(Challenge) Reproduce exactly the lines below, starting with the line that contains "the light blue" and ending with the last line of the records, both included, and nothing else.

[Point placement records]
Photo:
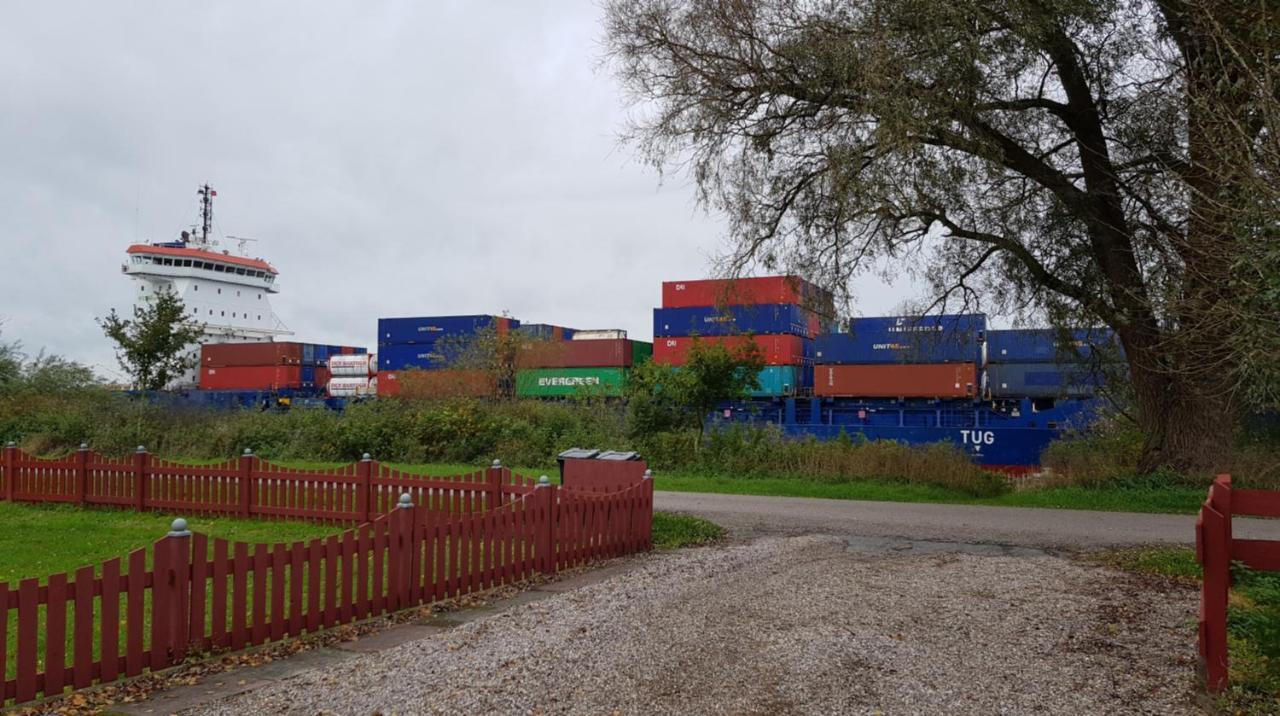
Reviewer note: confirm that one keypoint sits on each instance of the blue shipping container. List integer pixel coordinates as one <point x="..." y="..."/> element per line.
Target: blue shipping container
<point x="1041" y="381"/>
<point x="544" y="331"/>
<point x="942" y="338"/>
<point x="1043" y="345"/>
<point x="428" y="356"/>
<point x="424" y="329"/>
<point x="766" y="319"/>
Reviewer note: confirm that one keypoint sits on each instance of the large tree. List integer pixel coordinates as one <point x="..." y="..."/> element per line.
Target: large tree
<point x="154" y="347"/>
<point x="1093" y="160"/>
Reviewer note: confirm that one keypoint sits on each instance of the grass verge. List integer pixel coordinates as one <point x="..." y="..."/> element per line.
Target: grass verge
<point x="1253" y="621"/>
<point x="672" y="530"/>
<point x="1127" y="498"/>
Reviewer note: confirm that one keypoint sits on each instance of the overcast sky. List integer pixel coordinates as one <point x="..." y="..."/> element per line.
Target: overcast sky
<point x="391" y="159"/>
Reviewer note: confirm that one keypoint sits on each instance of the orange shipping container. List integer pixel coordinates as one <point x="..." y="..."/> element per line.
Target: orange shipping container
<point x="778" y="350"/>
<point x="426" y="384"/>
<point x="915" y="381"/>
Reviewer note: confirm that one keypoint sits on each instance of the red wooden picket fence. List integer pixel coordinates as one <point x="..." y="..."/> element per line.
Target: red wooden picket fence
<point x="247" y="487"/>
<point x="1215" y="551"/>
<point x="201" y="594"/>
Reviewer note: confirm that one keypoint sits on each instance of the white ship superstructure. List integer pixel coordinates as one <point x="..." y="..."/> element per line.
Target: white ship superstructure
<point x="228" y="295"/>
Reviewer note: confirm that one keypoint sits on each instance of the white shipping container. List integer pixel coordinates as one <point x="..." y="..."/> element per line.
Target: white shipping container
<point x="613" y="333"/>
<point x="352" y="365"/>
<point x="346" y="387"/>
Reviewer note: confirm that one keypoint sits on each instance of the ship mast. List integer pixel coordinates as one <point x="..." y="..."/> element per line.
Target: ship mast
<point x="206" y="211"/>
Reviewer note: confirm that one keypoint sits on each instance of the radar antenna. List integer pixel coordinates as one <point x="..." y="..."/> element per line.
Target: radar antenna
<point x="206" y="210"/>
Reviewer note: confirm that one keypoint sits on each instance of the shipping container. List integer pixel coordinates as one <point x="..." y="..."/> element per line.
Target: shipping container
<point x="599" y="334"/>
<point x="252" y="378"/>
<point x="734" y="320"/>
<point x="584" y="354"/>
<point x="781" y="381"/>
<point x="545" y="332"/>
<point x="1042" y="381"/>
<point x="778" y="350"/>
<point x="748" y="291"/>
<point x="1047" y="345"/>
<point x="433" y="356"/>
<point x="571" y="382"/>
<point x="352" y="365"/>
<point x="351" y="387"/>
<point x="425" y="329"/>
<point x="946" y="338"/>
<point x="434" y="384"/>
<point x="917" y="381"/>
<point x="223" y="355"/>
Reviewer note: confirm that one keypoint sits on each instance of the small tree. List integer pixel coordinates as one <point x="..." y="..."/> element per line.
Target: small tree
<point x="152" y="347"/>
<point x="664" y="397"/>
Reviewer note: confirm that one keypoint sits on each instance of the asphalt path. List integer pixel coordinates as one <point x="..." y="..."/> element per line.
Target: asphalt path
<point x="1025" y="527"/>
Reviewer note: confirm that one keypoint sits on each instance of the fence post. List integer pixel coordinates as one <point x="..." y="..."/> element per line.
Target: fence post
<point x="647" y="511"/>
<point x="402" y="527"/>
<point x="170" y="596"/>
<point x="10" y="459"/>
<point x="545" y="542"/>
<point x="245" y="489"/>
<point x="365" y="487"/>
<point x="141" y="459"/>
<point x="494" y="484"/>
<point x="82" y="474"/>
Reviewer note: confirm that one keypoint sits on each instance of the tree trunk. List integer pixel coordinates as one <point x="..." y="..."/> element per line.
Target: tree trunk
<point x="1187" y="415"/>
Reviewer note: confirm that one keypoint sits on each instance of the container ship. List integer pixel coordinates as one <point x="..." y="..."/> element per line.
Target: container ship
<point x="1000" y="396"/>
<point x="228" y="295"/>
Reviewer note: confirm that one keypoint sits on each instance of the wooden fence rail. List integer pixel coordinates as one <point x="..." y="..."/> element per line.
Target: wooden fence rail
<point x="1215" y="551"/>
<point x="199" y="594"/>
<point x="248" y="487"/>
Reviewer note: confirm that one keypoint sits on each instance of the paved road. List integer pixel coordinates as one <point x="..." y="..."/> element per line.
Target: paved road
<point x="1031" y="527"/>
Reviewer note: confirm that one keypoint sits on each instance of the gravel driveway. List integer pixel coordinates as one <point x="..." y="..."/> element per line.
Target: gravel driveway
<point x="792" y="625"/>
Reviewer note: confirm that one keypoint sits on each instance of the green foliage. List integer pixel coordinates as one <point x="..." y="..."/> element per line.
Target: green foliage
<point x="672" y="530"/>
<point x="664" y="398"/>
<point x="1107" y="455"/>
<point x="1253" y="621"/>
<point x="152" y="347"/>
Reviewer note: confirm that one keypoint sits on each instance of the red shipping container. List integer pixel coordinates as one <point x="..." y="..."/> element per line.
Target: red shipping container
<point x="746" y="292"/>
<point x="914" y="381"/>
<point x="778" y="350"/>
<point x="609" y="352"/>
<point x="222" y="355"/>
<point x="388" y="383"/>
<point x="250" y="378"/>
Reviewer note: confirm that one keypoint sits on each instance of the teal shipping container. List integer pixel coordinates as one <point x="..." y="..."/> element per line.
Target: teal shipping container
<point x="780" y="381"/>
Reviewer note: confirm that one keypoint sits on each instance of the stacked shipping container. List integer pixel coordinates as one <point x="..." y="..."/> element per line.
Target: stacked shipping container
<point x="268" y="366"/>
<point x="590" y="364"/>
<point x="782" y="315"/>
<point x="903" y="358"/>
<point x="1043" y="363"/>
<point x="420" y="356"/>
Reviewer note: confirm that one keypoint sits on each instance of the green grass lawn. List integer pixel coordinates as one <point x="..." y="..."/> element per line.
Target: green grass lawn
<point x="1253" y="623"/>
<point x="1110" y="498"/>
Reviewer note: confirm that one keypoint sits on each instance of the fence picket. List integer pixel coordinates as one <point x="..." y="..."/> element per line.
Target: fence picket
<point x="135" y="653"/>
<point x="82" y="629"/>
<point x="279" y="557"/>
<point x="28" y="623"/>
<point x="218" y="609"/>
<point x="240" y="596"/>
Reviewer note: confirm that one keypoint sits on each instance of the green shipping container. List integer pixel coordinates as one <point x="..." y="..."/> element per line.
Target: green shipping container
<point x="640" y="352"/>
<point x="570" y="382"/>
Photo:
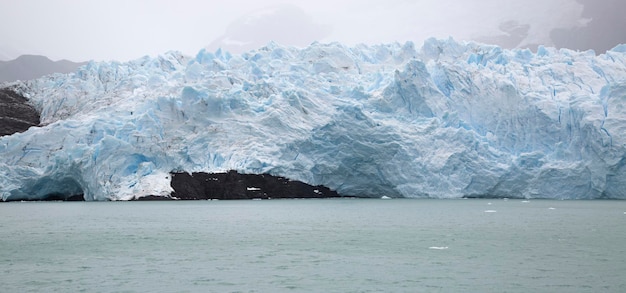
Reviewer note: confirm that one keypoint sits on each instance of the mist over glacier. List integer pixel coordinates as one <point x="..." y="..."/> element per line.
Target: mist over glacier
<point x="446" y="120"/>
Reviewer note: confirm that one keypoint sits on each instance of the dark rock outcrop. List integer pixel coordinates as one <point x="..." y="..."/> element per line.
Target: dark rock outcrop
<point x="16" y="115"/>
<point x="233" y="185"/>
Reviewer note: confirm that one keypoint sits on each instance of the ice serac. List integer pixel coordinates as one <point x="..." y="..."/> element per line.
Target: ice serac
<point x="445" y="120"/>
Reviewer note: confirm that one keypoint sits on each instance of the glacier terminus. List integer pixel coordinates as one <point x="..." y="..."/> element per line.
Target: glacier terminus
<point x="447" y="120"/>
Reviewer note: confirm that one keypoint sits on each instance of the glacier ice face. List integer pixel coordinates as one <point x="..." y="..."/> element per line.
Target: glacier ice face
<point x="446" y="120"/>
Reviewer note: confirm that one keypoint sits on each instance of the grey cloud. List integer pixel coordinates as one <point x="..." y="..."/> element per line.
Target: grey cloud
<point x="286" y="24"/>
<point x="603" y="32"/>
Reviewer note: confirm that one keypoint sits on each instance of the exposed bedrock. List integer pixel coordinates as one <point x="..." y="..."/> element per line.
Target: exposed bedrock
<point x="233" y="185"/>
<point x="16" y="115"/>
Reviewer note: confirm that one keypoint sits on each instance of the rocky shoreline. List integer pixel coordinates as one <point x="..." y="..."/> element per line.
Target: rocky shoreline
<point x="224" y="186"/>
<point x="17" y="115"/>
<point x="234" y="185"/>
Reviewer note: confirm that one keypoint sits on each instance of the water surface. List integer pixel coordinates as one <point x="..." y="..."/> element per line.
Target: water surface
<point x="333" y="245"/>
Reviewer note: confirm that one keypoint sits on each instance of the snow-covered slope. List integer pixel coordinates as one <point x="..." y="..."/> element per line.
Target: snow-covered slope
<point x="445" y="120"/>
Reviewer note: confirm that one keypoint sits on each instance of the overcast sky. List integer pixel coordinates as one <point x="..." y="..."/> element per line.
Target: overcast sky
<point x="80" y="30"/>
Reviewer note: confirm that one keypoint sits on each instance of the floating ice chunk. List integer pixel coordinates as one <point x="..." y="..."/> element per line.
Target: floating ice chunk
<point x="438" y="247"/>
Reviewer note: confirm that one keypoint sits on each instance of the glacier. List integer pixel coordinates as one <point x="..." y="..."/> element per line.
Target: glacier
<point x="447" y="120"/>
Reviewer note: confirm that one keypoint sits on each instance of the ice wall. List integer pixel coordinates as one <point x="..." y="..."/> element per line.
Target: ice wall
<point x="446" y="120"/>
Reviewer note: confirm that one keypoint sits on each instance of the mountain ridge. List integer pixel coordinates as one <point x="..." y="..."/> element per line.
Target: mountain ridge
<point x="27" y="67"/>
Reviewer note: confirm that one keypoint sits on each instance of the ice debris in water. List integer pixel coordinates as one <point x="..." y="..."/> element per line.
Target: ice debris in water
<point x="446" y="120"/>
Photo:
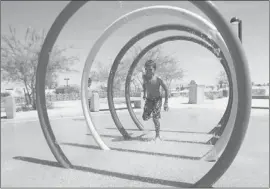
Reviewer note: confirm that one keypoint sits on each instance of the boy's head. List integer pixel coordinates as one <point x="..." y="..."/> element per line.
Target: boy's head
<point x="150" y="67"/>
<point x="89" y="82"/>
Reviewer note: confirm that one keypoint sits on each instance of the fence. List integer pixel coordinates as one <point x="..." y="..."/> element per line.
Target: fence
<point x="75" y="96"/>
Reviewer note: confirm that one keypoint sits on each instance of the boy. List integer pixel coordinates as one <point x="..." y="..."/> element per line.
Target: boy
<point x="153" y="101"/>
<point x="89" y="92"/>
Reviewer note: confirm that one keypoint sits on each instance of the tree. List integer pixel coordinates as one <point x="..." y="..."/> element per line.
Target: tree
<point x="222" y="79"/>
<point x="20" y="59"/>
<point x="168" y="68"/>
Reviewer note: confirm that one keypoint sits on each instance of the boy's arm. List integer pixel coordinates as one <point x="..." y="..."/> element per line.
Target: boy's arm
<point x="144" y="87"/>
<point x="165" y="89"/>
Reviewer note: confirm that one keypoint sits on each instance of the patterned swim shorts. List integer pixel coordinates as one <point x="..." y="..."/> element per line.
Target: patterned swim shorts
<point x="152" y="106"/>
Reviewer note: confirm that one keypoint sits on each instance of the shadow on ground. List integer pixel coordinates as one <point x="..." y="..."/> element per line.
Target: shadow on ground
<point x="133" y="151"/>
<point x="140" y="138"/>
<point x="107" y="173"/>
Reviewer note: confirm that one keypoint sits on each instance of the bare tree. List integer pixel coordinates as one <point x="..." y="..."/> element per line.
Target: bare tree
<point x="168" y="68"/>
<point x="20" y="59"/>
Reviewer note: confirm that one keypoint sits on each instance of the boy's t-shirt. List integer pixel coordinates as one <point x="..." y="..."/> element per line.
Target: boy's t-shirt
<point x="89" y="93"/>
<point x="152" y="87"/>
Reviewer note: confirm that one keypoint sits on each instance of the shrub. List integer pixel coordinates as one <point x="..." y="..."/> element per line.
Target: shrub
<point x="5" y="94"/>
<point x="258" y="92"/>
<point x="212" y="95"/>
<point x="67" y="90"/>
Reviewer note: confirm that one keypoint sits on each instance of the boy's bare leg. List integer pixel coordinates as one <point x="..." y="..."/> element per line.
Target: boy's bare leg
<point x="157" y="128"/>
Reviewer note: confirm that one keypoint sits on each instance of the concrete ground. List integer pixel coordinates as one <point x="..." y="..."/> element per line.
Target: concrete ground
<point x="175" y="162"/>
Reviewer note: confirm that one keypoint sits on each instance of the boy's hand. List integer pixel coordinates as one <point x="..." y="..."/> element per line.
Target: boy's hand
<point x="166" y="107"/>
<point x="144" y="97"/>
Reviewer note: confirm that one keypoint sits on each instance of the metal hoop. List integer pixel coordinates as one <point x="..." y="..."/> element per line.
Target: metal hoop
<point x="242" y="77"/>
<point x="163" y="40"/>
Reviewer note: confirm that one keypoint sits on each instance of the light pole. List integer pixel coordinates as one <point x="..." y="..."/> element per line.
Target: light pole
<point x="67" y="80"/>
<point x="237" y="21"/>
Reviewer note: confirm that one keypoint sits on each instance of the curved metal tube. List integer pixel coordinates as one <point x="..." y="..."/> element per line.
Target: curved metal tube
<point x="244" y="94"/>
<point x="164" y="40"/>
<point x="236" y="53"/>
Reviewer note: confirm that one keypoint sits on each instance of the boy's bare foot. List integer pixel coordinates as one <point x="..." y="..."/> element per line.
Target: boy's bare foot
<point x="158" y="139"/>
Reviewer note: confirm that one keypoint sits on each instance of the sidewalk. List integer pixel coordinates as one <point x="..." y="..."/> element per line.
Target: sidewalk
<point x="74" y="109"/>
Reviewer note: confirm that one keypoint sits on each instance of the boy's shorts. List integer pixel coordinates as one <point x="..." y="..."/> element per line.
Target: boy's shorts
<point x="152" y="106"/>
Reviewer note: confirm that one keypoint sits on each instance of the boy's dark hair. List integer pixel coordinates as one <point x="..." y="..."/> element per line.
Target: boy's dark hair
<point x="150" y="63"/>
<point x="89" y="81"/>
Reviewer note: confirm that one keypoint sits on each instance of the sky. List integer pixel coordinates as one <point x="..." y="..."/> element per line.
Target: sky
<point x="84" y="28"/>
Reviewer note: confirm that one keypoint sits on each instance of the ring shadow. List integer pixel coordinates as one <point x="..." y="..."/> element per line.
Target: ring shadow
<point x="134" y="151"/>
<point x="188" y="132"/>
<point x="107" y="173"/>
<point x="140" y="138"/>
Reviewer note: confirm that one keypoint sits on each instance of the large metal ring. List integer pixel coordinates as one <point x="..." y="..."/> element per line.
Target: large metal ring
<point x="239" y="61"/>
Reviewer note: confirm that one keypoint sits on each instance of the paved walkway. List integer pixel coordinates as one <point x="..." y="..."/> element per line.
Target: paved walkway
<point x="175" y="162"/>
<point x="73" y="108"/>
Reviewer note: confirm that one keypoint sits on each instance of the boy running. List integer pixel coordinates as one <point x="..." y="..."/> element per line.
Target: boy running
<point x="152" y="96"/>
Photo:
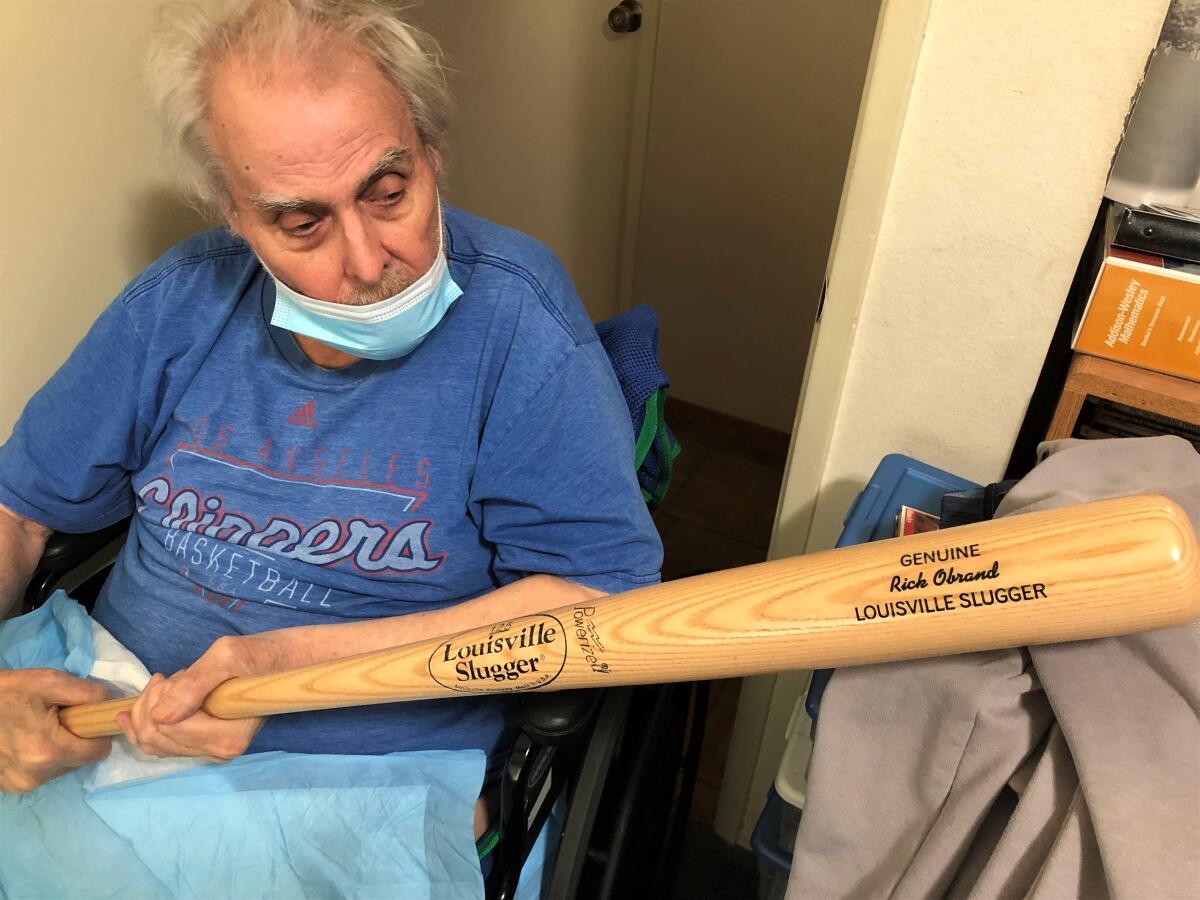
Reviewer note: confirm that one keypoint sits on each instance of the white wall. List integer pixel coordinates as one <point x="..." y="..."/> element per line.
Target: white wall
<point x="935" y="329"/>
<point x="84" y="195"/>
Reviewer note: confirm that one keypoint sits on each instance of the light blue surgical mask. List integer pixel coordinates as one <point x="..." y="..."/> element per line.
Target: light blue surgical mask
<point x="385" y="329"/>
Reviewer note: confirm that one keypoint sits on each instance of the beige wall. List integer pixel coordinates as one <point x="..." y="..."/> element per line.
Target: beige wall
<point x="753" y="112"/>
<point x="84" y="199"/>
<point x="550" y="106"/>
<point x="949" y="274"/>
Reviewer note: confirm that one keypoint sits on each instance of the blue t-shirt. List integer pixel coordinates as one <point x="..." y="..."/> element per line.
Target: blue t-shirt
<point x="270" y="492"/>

(Task solution)
Reviewer note: confirm that one keypoint sits on each instance of the light blue surgical mask. List integer pixel coordinates as one <point x="..." y="..."/> element per line.
Target: light blue surgical mask
<point x="385" y="329"/>
Reviewer note: confirm that one keypoint sits on each instance of the beige wall. List integer pixel coordinates as one <point x="..." y="..."/> element per line.
Target: beige wall
<point x="753" y="112"/>
<point x="84" y="199"/>
<point x="550" y="106"/>
<point x="949" y="274"/>
Reviewer note: confirm that one keypoint sits on each instance of the blue t-shirt. List integer pixel coordinates as one <point x="..." y="..."/> element per line.
Target: blue t-shirt
<point x="270" y="492"/>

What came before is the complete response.